■ Required work ■
Lines before the one containing "Target: black car in background" are to be left out; that line and all after it, through the end of the material below, are to be written out exactly.

+++

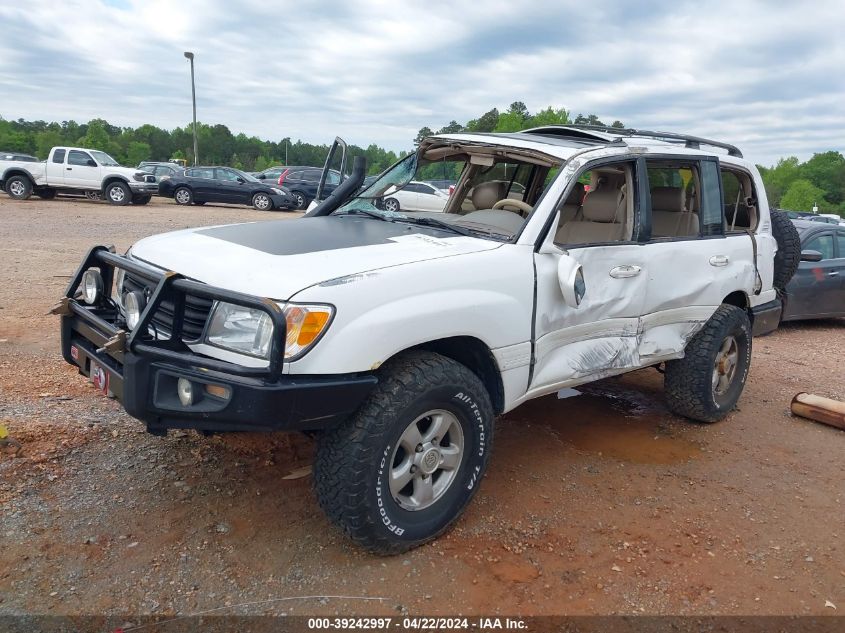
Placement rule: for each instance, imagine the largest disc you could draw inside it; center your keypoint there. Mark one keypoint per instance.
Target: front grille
(196, 311)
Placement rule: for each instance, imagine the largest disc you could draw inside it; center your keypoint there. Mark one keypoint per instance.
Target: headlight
(92, 286)
(133, 306)
(250, 332)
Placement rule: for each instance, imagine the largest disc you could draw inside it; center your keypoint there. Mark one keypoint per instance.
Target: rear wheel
(707, 382)
(262, 202)
(404, 467)
(118, 193)
(19, 187)
(301, 200)
(183, 195)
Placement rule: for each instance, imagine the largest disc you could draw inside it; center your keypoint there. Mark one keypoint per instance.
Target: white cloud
(765, 76)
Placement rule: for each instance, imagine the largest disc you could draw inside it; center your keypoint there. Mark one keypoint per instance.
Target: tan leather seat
(604, 219)
(486, 194)
(669, 217)
(570, 208)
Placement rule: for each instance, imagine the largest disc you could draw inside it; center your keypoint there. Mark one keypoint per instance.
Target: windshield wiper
(439, 224)
(368, 213)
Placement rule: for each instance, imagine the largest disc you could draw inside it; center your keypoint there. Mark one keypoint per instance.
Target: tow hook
(115, 344)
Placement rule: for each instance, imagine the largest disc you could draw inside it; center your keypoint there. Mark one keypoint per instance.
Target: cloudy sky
(767, 76)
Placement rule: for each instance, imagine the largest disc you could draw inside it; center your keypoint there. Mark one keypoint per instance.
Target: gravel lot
(599, 504)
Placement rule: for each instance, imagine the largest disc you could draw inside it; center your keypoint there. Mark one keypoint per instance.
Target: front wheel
(19, 187)
(118, 193)
(183, 196)
(403, 468)
(262, 202)
(707, 382)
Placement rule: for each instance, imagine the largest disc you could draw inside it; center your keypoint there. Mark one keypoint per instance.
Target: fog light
(92, 286)
(133, 306)
(186, 392)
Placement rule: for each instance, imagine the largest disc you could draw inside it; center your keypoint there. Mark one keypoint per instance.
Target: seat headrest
(601, 205)
(576, 196)
(667, 199)
(486, 194)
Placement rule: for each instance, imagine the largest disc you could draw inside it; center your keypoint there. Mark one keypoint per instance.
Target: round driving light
(133, 305)
(186, 392)
(92, 286)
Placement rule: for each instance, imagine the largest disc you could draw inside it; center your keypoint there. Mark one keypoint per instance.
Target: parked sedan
(302, 181)
(817, 291)
(415, 196)
(198, 185)
(161, 170)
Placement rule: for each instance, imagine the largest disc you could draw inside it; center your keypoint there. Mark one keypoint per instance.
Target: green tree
(827, 172)
(801, 196)
(136, 152)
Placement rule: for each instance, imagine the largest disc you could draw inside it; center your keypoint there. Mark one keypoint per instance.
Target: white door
(82, 171)
(599, 337)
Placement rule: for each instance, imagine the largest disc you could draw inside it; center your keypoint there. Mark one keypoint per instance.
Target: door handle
(623, 272)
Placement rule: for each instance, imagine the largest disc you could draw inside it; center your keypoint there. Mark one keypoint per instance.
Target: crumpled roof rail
(606, 133)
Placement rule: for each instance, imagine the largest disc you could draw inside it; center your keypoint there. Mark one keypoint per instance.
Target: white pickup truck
(80, 170)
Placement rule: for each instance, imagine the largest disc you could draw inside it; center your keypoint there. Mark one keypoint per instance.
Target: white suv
(563, 255)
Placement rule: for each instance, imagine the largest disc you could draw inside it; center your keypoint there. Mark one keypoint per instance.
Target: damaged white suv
(563, 255)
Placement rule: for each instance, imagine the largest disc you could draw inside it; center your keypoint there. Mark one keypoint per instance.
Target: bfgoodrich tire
(707, 382)
(402, 469)
(789, 249)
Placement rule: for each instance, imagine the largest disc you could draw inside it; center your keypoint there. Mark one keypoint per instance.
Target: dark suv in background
(302, 181)
(160, 169)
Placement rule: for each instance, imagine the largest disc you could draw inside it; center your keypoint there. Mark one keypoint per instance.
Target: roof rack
(692, 142)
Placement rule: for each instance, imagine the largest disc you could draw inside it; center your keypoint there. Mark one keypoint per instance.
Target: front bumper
(142, 373)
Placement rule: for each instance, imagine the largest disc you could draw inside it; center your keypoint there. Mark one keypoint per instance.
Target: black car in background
(198, 185)
(817, 291)
(301, 180)
(161, 170)
(24, 158)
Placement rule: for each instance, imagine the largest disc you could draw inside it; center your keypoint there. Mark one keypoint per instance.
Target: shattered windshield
(469, 189)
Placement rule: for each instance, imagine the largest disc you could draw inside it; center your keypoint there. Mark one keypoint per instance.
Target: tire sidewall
(27, 188)
(397, 523)
(127, 194)
(190, 196)
(739, 328)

+++

■ Final answer ■
Target: black car in background
(198, 185)
(817, 291)
(301, 180)
(161, 170)
(24, 158)
Placement rule: for each instance, imagine the largest disc you could draw inside it; center your keypoint there. Mark one keypoint per instance.
Target: shattered windshield
(469, 189)
Placement rule: for each instance, imagine the largest disc you could draw inside it; center your keypoint there. Mark one keypoint per instance.
Target: tire sidewall
(27, 188)
(397, 523)
(127, 194)
(190, 196)
(739, 328)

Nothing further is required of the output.